= The task =
Please copy the items from the line holding "Question. Give the pixel coordinates of a point on the red" through the end of the items, both ends included, with the requests unchanged. Multiply every coordinate in the answers by 2.05 and round to the nearest whole number, halves up; leave the sample coordinates in the requests as they are.

━━━ Supplied information ━━━

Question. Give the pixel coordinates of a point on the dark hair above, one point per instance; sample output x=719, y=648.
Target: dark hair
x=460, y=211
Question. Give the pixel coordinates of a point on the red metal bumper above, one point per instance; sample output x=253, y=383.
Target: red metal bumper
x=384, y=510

━━━

= Answer to the exercise =
Question. Give the pixel coordinates of a point on the red metal bumper above, one point per instance; sample output x=253, y=383.
Target: red metal bumper
x=787, y=1046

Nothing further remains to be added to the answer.